* _SHORT EXERCISE_
Word for word, retype every entry in the listing.

* _GIVEN RECORDS_
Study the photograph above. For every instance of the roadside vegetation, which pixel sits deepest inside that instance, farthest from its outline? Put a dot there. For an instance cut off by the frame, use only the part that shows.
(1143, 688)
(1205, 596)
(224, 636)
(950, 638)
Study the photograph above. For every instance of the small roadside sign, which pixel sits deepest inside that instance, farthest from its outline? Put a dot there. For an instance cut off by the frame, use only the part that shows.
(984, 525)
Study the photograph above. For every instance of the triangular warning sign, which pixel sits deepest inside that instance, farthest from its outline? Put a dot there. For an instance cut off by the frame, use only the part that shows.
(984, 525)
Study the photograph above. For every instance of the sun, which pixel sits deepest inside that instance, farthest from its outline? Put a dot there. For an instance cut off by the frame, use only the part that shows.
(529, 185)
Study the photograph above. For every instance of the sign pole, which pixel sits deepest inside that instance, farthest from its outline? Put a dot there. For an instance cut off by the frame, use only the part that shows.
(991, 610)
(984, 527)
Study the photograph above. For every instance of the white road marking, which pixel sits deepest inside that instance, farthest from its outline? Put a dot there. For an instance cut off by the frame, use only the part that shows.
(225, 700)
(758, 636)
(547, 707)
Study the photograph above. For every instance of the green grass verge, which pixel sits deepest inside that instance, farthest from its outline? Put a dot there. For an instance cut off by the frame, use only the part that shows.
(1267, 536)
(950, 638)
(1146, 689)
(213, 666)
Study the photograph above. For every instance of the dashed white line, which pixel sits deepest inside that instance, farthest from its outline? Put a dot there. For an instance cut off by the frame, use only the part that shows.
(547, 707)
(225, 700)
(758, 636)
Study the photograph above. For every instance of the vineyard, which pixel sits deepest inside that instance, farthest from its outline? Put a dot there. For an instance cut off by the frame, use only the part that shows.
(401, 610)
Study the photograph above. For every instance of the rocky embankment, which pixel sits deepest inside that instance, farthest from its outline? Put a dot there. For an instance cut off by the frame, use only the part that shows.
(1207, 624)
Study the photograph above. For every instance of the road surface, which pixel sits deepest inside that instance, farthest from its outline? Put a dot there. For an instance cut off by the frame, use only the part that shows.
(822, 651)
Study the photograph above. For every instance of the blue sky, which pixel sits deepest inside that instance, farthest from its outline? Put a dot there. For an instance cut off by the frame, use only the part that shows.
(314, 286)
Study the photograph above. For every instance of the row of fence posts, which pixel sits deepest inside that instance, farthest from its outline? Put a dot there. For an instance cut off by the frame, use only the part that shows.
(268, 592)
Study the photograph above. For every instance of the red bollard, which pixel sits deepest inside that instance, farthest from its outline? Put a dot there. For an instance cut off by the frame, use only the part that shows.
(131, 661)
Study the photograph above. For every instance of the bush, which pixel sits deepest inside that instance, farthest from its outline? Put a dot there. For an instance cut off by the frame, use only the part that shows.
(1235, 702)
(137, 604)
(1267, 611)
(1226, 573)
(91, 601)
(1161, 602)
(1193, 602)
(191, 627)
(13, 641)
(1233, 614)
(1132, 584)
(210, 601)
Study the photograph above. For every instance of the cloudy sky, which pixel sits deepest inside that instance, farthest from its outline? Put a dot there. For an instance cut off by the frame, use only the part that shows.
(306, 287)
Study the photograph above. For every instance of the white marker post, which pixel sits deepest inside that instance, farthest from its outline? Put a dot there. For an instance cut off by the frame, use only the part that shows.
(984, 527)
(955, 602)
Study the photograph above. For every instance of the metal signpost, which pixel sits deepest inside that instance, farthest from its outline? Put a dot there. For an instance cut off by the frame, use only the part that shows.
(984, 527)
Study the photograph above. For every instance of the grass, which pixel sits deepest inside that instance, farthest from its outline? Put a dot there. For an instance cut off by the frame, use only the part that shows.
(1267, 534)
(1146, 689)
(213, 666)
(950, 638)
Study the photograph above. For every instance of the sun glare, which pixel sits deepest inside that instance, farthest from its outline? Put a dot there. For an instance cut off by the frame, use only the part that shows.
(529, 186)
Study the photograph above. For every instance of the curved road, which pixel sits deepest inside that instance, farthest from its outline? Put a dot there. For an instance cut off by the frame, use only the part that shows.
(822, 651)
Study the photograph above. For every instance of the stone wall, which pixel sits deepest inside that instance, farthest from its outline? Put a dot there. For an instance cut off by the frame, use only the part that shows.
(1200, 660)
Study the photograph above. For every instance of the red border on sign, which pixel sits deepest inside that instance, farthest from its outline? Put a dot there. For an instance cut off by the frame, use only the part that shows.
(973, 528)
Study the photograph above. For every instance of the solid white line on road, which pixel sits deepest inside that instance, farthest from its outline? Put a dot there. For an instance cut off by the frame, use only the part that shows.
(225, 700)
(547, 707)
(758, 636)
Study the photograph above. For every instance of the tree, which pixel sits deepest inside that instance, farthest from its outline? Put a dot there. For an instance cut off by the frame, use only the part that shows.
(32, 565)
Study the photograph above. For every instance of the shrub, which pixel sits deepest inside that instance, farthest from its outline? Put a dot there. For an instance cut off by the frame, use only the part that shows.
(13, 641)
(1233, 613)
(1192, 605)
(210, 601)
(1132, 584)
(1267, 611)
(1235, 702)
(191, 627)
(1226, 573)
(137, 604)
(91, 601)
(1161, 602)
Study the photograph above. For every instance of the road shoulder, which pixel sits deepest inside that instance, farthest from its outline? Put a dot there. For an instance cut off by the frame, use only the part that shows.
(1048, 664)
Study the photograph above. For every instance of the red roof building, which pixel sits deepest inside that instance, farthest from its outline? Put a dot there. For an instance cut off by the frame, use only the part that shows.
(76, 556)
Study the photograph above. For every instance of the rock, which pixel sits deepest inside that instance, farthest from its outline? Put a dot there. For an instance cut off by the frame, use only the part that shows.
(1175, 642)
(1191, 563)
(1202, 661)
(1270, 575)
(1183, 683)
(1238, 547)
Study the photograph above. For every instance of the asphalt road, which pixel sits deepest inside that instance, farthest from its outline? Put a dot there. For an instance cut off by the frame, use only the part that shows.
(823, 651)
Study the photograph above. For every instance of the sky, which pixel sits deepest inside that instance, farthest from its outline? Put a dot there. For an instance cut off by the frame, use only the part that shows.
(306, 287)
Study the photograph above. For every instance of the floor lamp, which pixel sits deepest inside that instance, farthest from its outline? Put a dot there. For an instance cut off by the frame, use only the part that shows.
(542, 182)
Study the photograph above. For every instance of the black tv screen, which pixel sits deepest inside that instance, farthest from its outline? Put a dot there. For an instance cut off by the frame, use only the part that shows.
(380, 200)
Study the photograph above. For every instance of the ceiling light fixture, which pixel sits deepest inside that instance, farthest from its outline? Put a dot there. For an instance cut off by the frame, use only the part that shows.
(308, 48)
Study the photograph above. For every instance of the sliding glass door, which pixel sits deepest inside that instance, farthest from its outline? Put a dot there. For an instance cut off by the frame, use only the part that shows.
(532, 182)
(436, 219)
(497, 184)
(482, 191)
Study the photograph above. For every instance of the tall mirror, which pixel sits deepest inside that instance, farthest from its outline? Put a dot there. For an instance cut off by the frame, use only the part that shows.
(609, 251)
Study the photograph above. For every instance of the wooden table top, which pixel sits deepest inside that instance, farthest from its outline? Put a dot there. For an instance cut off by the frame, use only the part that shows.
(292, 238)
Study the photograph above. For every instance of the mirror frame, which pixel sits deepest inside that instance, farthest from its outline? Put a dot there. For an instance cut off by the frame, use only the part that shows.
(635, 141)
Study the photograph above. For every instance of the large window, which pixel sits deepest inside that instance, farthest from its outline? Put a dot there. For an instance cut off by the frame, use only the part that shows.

* _OUTPUT_
Study the photograph above. For every instance of the roadside vegetation, which pixel sits deepest inside that instance, farthest from its outline? Put a dot there. For an instance cut off by the frame, use only the part that shows.
(1143, 688)
(1205, 596)
(224, 636)
(950, 638)
Study the photograph above. For every instance of the small roadside sign, which pixel sits deepest inside that instance, farthest from its outline? Put a dot there. For an instance cut off by the frame, use only the part that shows.
(984, 525)
Study the photograph above. For every instance of the triangular warning sign, which pixel sits deepest inside that instance, farthest from its outline? Put a dot there. For an instance cut off by the frame, use only the part that shows.
(984, 525)
Study the photograph above. For every instance of the sun, which pixel sits deepest inside that instance, farthest from its outline? Put a dot there. For an instance cut off by the frame, use only the part that shows.
(529, 185)
Study the photograph above. For every instance of the sign pole, which pixel sits deepest inside that instance, farthest from its outline? Put a dot there. For an instance cut off by the frame, use only the part that shows.
(991, 610)
(984, 527)
Study the photograph above. For every instance of the white road marking, which pixel sits deepest inside that instance, farthest from its outline? Put a dot there. For an instance cut off by the frame, use only the part that shows.
(225, 700)
(758, 636)
(547, 707)
Study the photograph above. For every instance of the green grass verge, which pixel sits deepest inside that instance, farthest from its outline? Put a dot there. For an instance cut off by the frame, use only the part that shows.
(1267, 536)
(950, 638)
(1146, 689)
(213, 666)
Study the photograph above. For every instance of the dashed white line, which pixel sits deepest inside that instance, farthest from its outline? Put a dot there. For an instance cut off by the frame, use only the part that shows.
(547, 707)
(225, 700)
(758, 636)
Study the photograph above. For every instance of the vineyard, which pixel sits deepest inside that instance, farthest from its outline? Put a dot there. For an instance cut off by the frame, use only the part that shows.
(401, 610)
Study the photograph above. For every instance of the rocky embankment, which pixel sits deepest inside that instance, farthest from its outline? Put a dot there. For an instance cut off by the frame, use only the part that shows.
(1207, 624)
Study the photograph above. For every instance of the road surface, which pixel sits deepest inside that instance, farthest from its outline? Put a dot there. For an instance cut off by the frame, use only the part that shows.
(822, 651)
Study the photograph above. For every instance of the blue sky, which pixel sits deepest inside that instance, farthest from its outline? Put a dot there. For an instance cut off by the frame, use only the part that shows.
(314, 286)
Study the photograph above. For every instance of the row of fence posts, which pixel sits deepest inside that instance, farthest from its outline? Put a dot there. For an instance cut off by the frame, use only the part that shows.
(268, 592)
Study the photograph above. For every instance of the red bollard, which pixel sits deepest inside that instance, farthest from its outline? Put a dot there. For an instance cut off by the frame, use only the part that shows.
(131, 661)
Study the photograph above. For every instance of the bush, which pixel sits deepest inside that instance, farthest from its outline? Put a dot there. For an instance cut off by the frame, use only the part that shows.
(1235, 702)
(137, 604)
(1267, 611)
(1226, 573)
(91, 601)
(1161, 602)
(1193, 602)
(191, 627)
(13, 641)
(1233, 614)
(1132, 584)
(210, 601)
Study the photograph above. For every instance of the cloudy sky, which pixel sits deepest inside that instance, farthest from its outline? Put a dot there. For an instance cut off by the frame, use only the part that shows.
(306, 287)
Study the photograph above. For every instance of the white marker post, which pixel sits deepest inside that instance, farthest from its outline? Put a dot there. For an instance cut off by the frame, use only the part that shows.
(984, 527)
(955, 602)
Study the photograph above. For every instance of the metal signpost, which pixel sits deepest inside that instance, farthest from its outline? Put a dot there. For an instance cut off by the frame, use only the part that shows.
(984, 527)
Study the photograph above. For every instance of the grass, which pixel sits deepest inside that instance, farthest from its outline? Put a dot there. For an instance cut off by the frame, use only the part that shows.
(1267, 534)
(1146, 689)
(213, 666)
(950, 638)
Study the photograph above. For every instance of the sun glare, which pixel sits deepest inside that instance, farthest from its outline? Put a dot there. For an instance cut off by the frame, use only the part that shows.
(529, 186)
Study the photograph above. For every instance of the curved road, which pixel sits deepest inside that instance, farthest from its outline? Put a dot there. For an instance cut off by the frame, use only the part that shows.
(822, 651)
Study the photograph above. For every instance of the stone wall, which pixel sits deepest inside that instance, farthest from its outline? Put a dot there. For an instance cut off by the frame, use only the part that shows.
(1200, 660)
Study the photograph above. For every instance of the red border on sign, which pixel sits deepest inside that instance, farthest from its outline? Put a dot there. For an instance cut off by the frame, use only the part that shows.
(973, 528)
Study the photograph above. For every instance of the solid white line on road, which pixel sits deepest inside that instance, farthest from its outline? Put a dot there. For an instance cut off by the frame, use only the part that shows.
(225, 700)
(547, 707)
(758, 636)
Study the photograph above. For every instance of the tree, which pixel sits deepest inside that instance, farthest from its outline? Put a dot there. For an instance cut off by the frame, use only the part that shows.
(32, 565)
Study the photograph above. For every instance of the shrub, which pixel sits deepest inside that instance, farthest from its outline? Put a dot there. For an instance cut off by the frame, use only the part that shows.
(13, 641)
(1233, 613)
(1192, 605)
(210, 601)
(1132, 584)
(1267, 611)
(1235, 702)
(191, 627)
(1226, 573)
(137, 604)
(91, 601)
(1161, 602)
Study the photograph above. For every instance of the road shoulder, which pixel sits deepest inside that instance, farthest from its outline? Put a dot there. For an instance cut off by the frame, use only the part that shows.
(1048, 664)
Study the photograph above. For every instance of the red roof building, which pixel sits deepest inside that instance, farthest from its outline? Put a dot there. For an instance cut off by the frame, use only the part that shows.
(76, 556)
Study the photograph above. For every instance of the rock, which pixel sits deepest inside that instance, farthest from its outline? Put a dot there. For an instance cut off by the frame, use only the part that shows.
(1175, 642)
(1191, 563)
(1202, 661)
(1270, 575)
(1183, 683)
(1238, 547)
Study the photograph above. For every instance of the asphalt road, which pixel sits deepest inside that instance, farthest from its outline? Put a dot there. For an instance cut off by the frame, use only the part that shows.
(823, 651)
Study the photograph above. For every instance of the sky, which pixel sits deepest inside that instance, farthest from its outline? Put a dot there. For an instance cut off by the frame, use only the part that shows.
(306, 287)
Study the photograph above. For every instance of the floor lamp, which pixel sits deepest inside that instance, farthest from its outline? Put a dot there. For an instance cut off by the frame, use only the part that shows.
(542, 182)
Study the photograph above. For every instance of the black tv screen, which pixel sits deepest inside that instance, farthest from its outline? Put a dot there. For an instance cut off by the frame, use only the part that shows.
(380, 200)
Study the photograph above. For every instance of the ceiling light fixture, which pixel sits deepest inside that instance, farthest from its outline? Put a dot there. For an instance cut off by the frame, use only the part that shows.
(308, 48)
Study the photograph above. For every instance of the sliding glass door, which pixel sits deepest inside that instance, farthest from its outline? Put a dot there. For an instance cut off by the frame, use only the part that shows.
(532, 182)
(436, 219)
(497, 184)
(482, 191)
Study the photograph above. For every instance of the tall mirror, which pixel sits deepest inside that instance, farthest from its outline? Put a dot there. For an instance cut off by the frame, use only the part that shows.
(609, 251)
Study the photograph above. For every instance of the wooden table top, which pixel sits deepest inside that instance, farthest from its outline? Put a dot there. For an instance cut off by the frame, use only the part that shows.
(292, 238)
Study the photograph above. For every instance of the mirror frame, which pixel sits deepest inside that instance, farthest from its outline? Put a dot there. For an instance cut off by the frame, use only the part that shows.
(635, 141)
Study the photograph above. For every instance of the large window, which pixel sits deepest inside that instance, farthest from its outline? Put a dot there. For an instance cut off by the frame, use only the part that shows.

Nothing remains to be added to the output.